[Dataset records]
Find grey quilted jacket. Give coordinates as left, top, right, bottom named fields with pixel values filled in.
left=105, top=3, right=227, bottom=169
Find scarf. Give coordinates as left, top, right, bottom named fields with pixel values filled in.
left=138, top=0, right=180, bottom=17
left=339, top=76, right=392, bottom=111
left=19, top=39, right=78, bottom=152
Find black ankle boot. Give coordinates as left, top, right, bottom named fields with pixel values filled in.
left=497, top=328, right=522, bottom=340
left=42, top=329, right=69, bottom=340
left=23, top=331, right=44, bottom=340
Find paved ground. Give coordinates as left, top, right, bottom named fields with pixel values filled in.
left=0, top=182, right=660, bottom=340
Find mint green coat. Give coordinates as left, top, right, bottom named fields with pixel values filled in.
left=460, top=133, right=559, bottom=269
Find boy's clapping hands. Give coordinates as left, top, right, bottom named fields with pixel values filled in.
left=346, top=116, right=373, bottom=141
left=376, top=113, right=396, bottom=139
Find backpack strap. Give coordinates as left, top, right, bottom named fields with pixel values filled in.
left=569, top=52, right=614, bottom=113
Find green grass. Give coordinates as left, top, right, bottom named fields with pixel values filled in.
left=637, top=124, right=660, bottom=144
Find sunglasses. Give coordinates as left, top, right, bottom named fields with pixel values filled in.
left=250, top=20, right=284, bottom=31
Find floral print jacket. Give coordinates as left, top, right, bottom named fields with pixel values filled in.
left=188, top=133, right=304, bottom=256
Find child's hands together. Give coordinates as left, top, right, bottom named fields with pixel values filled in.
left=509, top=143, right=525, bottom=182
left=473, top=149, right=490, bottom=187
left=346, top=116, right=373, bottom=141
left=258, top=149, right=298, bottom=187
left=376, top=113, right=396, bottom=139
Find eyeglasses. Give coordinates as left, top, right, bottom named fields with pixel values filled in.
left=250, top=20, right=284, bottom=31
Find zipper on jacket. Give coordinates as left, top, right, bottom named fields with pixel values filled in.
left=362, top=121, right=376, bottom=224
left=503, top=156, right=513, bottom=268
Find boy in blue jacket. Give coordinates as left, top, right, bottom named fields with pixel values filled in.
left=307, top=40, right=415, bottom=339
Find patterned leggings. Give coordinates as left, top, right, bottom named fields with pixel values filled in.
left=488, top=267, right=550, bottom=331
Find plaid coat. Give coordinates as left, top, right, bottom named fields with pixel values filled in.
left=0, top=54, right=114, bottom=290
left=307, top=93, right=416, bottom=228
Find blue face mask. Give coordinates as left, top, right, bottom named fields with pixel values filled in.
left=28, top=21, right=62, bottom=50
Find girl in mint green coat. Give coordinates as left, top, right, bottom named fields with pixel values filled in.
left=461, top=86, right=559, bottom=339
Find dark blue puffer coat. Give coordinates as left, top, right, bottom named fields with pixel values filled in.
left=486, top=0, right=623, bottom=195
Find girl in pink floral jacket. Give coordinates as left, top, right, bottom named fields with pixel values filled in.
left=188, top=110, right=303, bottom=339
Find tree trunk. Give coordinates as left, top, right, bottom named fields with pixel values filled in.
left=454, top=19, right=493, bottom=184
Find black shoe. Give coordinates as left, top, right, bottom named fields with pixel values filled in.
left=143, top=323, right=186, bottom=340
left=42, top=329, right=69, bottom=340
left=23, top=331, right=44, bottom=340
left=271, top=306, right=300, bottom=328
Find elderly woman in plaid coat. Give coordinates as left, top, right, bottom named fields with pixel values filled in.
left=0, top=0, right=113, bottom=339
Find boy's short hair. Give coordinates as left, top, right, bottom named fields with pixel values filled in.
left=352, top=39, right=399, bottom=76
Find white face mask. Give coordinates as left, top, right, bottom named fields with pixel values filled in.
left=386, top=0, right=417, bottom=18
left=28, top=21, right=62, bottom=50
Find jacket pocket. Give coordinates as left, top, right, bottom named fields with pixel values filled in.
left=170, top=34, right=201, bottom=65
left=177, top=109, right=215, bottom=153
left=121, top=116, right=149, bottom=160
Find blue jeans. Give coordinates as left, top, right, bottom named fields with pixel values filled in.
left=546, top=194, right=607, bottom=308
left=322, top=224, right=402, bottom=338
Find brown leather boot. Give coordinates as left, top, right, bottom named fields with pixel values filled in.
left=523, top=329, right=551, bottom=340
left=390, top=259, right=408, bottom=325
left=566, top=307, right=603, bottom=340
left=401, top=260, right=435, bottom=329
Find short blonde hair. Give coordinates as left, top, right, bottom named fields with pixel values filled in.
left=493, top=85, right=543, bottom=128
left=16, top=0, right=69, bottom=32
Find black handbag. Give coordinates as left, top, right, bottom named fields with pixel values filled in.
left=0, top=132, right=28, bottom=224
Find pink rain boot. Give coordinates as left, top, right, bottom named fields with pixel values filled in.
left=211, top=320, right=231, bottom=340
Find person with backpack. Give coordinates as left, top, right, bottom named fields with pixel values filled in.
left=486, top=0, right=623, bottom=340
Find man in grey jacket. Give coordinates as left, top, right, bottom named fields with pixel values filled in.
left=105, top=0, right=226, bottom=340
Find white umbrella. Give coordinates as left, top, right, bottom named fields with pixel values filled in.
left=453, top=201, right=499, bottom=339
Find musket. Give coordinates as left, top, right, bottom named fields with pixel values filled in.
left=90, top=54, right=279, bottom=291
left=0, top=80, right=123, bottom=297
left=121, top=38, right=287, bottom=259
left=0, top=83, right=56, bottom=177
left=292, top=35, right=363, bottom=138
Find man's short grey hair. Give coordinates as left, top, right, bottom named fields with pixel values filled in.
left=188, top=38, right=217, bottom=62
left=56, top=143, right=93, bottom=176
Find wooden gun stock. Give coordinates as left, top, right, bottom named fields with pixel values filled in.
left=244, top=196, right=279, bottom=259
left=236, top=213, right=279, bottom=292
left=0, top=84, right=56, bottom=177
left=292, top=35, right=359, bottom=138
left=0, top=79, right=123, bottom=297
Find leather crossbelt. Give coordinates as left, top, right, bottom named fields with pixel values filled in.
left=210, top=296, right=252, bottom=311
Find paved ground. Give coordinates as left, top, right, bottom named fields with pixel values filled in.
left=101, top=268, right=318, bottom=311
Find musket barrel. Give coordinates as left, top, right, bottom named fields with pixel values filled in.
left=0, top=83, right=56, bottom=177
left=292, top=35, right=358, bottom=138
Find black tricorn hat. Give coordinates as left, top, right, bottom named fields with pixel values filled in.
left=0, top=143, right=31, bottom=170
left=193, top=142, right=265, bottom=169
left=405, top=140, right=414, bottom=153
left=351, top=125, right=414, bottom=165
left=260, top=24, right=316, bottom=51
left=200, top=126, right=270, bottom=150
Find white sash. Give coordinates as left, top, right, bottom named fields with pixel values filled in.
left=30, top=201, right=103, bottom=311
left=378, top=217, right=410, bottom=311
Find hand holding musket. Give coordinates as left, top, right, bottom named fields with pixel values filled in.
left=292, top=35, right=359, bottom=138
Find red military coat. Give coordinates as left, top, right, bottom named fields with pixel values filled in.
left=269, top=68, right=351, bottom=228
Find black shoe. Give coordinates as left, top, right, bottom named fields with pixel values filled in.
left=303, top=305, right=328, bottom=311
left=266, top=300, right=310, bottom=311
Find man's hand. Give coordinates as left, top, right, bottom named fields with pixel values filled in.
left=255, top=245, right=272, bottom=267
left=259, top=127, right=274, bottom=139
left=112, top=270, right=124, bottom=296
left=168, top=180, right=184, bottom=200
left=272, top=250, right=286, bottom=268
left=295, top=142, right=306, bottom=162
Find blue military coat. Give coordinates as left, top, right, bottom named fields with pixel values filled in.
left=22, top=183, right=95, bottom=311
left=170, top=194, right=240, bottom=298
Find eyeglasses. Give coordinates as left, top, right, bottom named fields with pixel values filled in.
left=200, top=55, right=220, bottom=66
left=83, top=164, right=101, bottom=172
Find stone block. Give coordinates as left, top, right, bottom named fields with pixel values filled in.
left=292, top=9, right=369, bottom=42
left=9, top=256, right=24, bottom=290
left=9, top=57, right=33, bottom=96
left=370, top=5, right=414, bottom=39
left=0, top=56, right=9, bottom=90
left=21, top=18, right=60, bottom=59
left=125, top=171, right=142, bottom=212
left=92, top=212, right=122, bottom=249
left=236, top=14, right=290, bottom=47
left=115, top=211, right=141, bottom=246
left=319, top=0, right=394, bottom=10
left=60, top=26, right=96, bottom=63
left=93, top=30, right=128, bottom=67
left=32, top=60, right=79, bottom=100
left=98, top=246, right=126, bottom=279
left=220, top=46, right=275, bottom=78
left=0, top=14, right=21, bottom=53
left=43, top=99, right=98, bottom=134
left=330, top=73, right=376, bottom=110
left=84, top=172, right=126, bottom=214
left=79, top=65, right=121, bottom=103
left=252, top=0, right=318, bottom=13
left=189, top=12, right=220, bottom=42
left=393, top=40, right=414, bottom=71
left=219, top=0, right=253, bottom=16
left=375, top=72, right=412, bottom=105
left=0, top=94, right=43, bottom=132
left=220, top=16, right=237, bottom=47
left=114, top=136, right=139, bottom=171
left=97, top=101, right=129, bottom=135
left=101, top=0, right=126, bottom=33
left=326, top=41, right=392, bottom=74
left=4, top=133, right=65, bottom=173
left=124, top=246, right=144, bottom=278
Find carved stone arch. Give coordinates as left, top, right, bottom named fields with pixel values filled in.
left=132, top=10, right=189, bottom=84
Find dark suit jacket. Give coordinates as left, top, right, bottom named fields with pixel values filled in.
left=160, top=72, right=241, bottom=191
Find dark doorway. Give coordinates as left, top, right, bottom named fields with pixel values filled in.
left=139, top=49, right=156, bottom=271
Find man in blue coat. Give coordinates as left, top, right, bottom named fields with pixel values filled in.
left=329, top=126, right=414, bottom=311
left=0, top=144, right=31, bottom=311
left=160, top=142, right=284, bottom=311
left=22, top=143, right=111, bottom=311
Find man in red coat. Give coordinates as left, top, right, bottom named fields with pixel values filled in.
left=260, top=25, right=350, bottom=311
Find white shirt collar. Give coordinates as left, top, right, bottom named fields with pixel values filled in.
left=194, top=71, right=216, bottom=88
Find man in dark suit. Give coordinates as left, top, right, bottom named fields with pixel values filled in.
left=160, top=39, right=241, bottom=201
...
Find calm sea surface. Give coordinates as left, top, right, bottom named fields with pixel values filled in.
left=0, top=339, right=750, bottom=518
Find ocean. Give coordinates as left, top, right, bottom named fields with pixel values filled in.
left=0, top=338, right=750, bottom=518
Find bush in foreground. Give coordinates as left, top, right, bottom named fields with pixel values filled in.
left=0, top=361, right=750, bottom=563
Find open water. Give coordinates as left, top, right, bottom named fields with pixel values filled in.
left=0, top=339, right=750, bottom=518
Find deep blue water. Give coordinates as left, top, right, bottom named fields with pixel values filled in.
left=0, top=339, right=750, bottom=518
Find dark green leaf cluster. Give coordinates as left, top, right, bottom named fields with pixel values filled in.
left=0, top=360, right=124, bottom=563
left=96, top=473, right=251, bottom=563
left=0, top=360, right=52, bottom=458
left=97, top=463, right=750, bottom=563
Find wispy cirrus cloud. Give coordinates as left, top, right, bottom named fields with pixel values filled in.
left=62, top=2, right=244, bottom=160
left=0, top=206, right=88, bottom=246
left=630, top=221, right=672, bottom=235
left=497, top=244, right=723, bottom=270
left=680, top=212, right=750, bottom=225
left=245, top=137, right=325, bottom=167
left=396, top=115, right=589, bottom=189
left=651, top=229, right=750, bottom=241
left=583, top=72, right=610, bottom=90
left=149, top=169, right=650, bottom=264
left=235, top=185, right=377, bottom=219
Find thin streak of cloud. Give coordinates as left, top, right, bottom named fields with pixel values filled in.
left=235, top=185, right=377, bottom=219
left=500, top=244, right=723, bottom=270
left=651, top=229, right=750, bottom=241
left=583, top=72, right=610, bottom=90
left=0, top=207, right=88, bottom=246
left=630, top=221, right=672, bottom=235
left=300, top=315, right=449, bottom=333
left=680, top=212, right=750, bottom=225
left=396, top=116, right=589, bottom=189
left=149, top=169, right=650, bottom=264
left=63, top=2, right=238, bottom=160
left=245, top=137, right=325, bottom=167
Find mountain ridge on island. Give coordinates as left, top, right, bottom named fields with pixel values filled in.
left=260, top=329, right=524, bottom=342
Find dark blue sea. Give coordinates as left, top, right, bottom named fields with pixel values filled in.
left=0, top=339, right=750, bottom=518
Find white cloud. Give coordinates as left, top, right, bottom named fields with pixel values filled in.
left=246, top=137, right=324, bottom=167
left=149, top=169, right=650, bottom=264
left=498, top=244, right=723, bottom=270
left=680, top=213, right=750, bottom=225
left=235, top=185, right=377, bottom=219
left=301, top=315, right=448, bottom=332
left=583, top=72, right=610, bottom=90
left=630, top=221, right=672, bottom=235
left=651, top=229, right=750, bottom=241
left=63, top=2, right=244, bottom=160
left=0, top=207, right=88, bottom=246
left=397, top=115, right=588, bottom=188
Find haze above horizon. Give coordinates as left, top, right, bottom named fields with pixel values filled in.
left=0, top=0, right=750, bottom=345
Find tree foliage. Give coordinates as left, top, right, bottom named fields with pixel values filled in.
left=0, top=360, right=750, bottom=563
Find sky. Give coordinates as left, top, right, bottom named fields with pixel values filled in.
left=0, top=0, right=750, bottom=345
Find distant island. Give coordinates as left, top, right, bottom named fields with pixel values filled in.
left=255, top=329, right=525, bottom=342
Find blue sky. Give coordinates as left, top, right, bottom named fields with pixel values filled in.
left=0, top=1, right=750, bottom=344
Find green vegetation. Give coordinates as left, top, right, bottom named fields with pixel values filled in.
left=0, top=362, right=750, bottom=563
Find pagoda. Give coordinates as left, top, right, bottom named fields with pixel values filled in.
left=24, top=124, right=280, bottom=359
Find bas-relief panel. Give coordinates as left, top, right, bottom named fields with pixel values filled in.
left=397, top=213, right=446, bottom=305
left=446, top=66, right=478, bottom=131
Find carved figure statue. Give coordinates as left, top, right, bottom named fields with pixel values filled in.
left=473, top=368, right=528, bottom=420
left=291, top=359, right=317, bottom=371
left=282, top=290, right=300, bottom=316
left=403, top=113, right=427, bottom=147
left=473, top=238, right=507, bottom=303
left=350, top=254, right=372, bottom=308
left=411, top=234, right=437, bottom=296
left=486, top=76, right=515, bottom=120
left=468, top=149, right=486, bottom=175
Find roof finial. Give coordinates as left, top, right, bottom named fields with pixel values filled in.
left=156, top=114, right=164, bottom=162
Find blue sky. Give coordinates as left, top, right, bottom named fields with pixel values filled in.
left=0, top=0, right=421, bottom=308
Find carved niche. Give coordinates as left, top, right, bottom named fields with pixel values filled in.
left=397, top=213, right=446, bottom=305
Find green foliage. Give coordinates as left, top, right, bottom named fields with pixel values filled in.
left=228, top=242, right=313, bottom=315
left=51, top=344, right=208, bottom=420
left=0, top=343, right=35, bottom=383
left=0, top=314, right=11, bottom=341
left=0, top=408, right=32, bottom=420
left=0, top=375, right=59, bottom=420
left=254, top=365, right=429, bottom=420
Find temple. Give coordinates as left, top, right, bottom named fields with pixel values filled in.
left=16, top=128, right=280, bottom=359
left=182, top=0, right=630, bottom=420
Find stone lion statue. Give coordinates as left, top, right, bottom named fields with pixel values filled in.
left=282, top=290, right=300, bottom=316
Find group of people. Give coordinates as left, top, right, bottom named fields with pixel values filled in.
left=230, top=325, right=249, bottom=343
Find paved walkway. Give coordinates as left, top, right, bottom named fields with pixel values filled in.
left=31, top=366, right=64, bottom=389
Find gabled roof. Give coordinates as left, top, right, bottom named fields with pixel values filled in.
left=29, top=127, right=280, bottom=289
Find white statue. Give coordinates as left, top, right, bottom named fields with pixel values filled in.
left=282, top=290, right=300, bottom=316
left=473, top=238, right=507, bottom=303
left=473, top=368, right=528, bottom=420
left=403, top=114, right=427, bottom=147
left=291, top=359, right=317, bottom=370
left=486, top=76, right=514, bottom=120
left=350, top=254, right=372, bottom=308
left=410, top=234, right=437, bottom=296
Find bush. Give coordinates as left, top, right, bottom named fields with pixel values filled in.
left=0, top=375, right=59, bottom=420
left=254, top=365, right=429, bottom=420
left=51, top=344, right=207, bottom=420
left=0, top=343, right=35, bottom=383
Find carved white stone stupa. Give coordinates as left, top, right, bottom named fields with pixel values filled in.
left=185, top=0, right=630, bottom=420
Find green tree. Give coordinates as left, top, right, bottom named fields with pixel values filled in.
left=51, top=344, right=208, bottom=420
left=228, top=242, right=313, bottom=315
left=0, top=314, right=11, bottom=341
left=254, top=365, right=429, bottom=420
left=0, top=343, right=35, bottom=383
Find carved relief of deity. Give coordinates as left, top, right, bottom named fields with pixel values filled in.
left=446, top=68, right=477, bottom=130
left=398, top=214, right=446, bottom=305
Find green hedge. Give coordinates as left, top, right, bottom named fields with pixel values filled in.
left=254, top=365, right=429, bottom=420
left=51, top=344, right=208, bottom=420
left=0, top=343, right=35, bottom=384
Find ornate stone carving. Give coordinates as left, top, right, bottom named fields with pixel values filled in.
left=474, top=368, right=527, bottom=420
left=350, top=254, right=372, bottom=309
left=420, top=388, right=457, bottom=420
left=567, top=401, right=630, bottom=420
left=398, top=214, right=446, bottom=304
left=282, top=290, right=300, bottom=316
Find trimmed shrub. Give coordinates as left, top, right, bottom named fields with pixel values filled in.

▶ Given instruction: Please reproduce the data above from the line with "Find girl in mint" up to and including the line with "left=322, top=224, right=402, bottom=338", keeping the requests, and scale every bounding box coordinate by 0.3, rounding to whole numbers with halves going up. Return only those lines.

▶ Written answer:
Find girl in mint green coat. Give coordinates as left, top, right, bottom named fields with pixel values filled in.
left=138, top=26, right=168, bottom=102
Find dark blue puffer coat. Give coordinates as left, top, right, bottom named fields with pixel values filled in.
left=146, top=0, right=187, bottom=59
Find girl in pink floral jacket. Give coordinates as left, top, right, bottom named fields with pixel values filled in.
left=56, top=33, right=91, bottom=102
Find tree trunk. Give coordinates as left, top, right, bottom named fields with pixel values filled in.
left=136, top=6, right=148, bottom=55
Find black shoe. Give coordinates as left, top, right, bottom named fields with pixel values filled in.
left=43, top=97, right=56, bottom=102
left=13, top=99, right=21, bottom=102
left=7, top=99, right=13, bottom=102
left=81, top=92, right=90, bottom=98
Find elderly woman in plaid coat. Give coordinates as left, top, right, bottom named fields with pixel values filled in.
left=0, top=0, right=34, bottom=102
Find boy's short hair. Give coordinates as left, top, right, bottom named fields with pixel values filled in.
left=106, top=12, right=120, bottom=23
Find white face mask. Give coordinates as left, top, right, bottom named fields with pixel values filled in.
left=116, top=0, right=125, bottom=5
left=8, top=6, right=19, bottom=15
Find jacket pocket. Give coordinates as left, top, right, bottom named fields with pixel values filled in.
left=51, top=10, right=60, bottom=20
left=53, top=33, right=65, bottom=46
left=36, top=35, right=45, bottom=48
Find blue jeans. Give coordinates as left, top, right, bottom named fields with pixel values filled in.
left=164, top=58, right=182, bottom=92
left=97, top=67, right=121, bottom=101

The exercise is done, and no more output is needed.